## PROBLEM DETAILS
Render every line of the rows below as a JSON list of strings, one string per line, with blank lines omitted.

-- -- --

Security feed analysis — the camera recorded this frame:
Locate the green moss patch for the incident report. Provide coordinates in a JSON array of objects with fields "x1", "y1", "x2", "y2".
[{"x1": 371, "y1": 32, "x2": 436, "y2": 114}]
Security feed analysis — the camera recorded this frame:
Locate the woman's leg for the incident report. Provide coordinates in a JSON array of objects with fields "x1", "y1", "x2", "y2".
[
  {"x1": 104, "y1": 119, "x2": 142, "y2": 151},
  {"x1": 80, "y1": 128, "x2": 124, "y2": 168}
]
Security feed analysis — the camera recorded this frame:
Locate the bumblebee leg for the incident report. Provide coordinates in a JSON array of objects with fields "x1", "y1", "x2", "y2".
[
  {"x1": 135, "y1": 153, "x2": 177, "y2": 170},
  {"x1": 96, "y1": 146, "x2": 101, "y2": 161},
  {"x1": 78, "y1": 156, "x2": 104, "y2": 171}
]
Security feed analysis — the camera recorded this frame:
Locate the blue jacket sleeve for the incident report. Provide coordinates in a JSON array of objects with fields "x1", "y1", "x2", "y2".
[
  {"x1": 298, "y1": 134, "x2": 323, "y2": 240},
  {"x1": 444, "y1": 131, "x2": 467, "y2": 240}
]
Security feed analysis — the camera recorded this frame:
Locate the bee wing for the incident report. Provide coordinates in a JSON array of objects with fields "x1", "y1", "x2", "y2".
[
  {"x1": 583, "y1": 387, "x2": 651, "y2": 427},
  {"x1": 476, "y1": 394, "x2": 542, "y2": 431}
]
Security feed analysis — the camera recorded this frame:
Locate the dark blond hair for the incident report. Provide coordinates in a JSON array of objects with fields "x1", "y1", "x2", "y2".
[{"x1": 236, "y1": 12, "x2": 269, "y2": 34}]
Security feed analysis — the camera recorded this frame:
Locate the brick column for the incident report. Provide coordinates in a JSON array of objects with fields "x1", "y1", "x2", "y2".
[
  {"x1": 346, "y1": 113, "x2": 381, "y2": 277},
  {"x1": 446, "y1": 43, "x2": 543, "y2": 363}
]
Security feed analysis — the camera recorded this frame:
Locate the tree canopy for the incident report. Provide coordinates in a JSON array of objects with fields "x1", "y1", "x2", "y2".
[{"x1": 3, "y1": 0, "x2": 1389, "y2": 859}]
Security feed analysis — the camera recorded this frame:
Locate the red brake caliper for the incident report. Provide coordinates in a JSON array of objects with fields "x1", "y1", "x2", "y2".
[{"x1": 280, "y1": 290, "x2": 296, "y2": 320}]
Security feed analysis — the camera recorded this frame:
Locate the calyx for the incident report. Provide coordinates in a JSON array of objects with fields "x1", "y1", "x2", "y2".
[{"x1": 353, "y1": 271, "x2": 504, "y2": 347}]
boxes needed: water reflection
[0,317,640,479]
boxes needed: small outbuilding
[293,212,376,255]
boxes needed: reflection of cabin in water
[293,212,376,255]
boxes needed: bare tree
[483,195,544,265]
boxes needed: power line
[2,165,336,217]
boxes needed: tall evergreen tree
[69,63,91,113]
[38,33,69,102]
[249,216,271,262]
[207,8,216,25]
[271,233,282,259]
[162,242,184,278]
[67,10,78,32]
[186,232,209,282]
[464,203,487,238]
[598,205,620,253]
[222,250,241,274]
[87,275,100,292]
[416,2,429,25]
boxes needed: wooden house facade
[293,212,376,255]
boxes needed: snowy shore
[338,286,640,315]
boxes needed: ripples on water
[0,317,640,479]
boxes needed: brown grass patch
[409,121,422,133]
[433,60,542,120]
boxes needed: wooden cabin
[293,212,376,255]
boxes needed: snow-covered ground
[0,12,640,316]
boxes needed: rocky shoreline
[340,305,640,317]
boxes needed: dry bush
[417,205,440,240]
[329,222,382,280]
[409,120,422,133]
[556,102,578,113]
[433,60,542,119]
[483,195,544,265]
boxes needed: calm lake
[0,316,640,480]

-- -- --

## EXERCISE RESULT
[
  "Security feed analysis — the camera recorded this frame:",
  "Locate the green moss patch for the incident report. Provide coordinates in a JSON array of objects with fields \"x1\", \"y1\", \"x2\", \"y2\".",
  "[{\"x1\": 371, \"y1\": 32, \"x2\": 436, \"y2\": 114}]",
  "Security feed analysis — the camera recorded this frame:",
  "Locate the woman's leg for the incident report. Provide coordinates in a JSON array of objects with fields \"x1\", \"y1\", \"x2\", \"y2\".",
  "[",
  "  {\"x1\": 104, \"y1\": 119, \"x2\": 142, \"y2\": 151},",
  "  {\"x1\": 80, \"y1\": 128, \"x2\": 124, \"y2\": 168}",
  "]",
  "Security feed analysis — the camera recorded this frame:",
  "Locate the bumblebee leg for the incident report. Provide coordinates in a JSON array of objects with fields \"x1\", \"y1\", \"x2\", \"y2\".",
  "[",
  "  {\"x1\": 135, \"y1\": 153, \"x2\": 177, \"y2\": 170},",
  "  {\"x1\": 96, \"y1\": 146, \"x2\": 101, \"y2\": 161},",
  "  {\"x1\": 78, \"y1\": 156, \"x2\": 104, \"y2\": 171}",
  "]",
  "Security feed analysis — the camera recorded this frame:",
  "Locate the blue jacket sleeve for the incident report. Provide coordinates in a JSON array of objects with fields \"x1\", \"y1\", \"x2\", \"y2\".",
  "[",
  "  {\"x1\": 298, \"y1\": 134, \"x2\": 323, \"y2\": 240},",
  "  {\"x1\": 444, \"y1\": 131, \"x2\": 467, \"y2\": 240}",
  "]",
  "Security feed analysis — the camera recorded this frame:",
  "Locate the bee wing for the incident report. Provide coordinates in a JSON array of objects with fields \"x1\", \"y1\", \"x2\", \"y2\".",
  "[",
  "  {\"x1\": 583, \"y1\": 387, \"x2\": 651, \"y2\": 427},",
  "  {\"x1\": 476, \"y1\": 394, \"x2\": 542, \"y2\": 431}",
  "]",
  "Security feed analysis — the camera recorded this frame:",
  "Locate the dark blond hair for the incident report. Provide coordinates in a JSON array of objects with fields \"x1\", \"y1\", \"x2\", \"y2\".",
  "[{\"x1\": 236, \"y1\": 12, \"x2\": 269, \"y2\": 34}]",
  "Security feed analysis — the camera recorded this frame:",
  "Locate the brick column for the incident report. Provide coordinates in a JSON array of objects with fields \"x1\", \"y1\", \"x2\", \"y2\".",
  "[",
  "  {\"x1\": 346, \"y1\": 113, \"x2\": 381, \"y2\": 277},",
  "  {\"x1\": 446, \"y1\": 43, \"x2\": 543, \"y2\": 363}",
  "]",
  "Security feed analysis — the camera recorded this frame:",
  "Locate the tree canopy for the incident report. Provide coordinates in a JSON array of objects with fields \"x1\", \"y1\", \"x2\", \"y2\".",
  "[{\"x1\": 3, \"y1\": 0, \"x2\": 1389, \"y2\": 859}]",
  "Security feed analysis — the camera recorded this frame:",
  "Locate the red brake caliper for the incident report. Provide coordinates in a JSON array of objects with fields \"x1\", \"y1\", \"x2\", \"y2\".",
  "[{\"x1\": 280, \"y1\": 290, \"x2\": 296, \"y2\": 320}]",
  "Security feed analysis — the camera recorded this frame:",
  "Locate the calyx for the incident report. Provide coordinates in a JSON array of objects with fields \"x1\", \"y1\", \"x2\", \"y2\".",
  "[{\"x1\": 353, \"y1\": 271, \"x2\": 504, \"y2\": 347}]",
  "boxes needed: water reflection",
  "[0,317,640,479]",
  "boxes needed: small outbuilding",
  "[293,212,376,255]",
  "boxes needed: reflection of cabin in water",
  "[293,212,376,255]",
  "boxes needed: bare tree",
  "[483,195,544,265]",
  "boxes needed: power line",
  "[2,165,336,217]",
  "boxes needed: tall evergreen tree",
  "[69,63,91,113]",
  "[38,33,69,102]",
  "[249,216,271,262]",
  "[207,8,216,25]",
  "[271,233,282,259]",
  "[162,242,184,278]",
  "[67,10,78,32]",
  "[186,232,209,282]",
  "[464,203,487,238]",
  "[598,205,620,253]",
  "[222,250,241,274]",
  "[87,275,100,292]",
  "[416,2,429,25]",
  "boxes needed: wooden house facade",
  "[293,212,376,255]",
  "boxes needed: snowy shore",
  "[338,286,640,315]",
  "boxes needed: ripples on water",
  "[0,317,640,479]",
  "boxes needed: brown grass patch",
  "[409,121,422,133]",
  "[433,60,542,120]",
  "boxes needed: wooden cabin",
  "[293,212,376,255]",
  "boxes needed: snow-covered ground",
  "[0,12,640,316]",
  "boxes needed: rocky shoreline",
  "[340,305,640,317]",
  "boxes needed: dry bush",
  "[417,205,440,240]",
  "[329,222,382,280]",
  "[409,120,422,133]",
  "[556,102,578,113]",
  "[433,60,542,119]",
  "[483,195,544,265]",
  "boxes needed: calm lake",
  "[0,316,640,480]"
]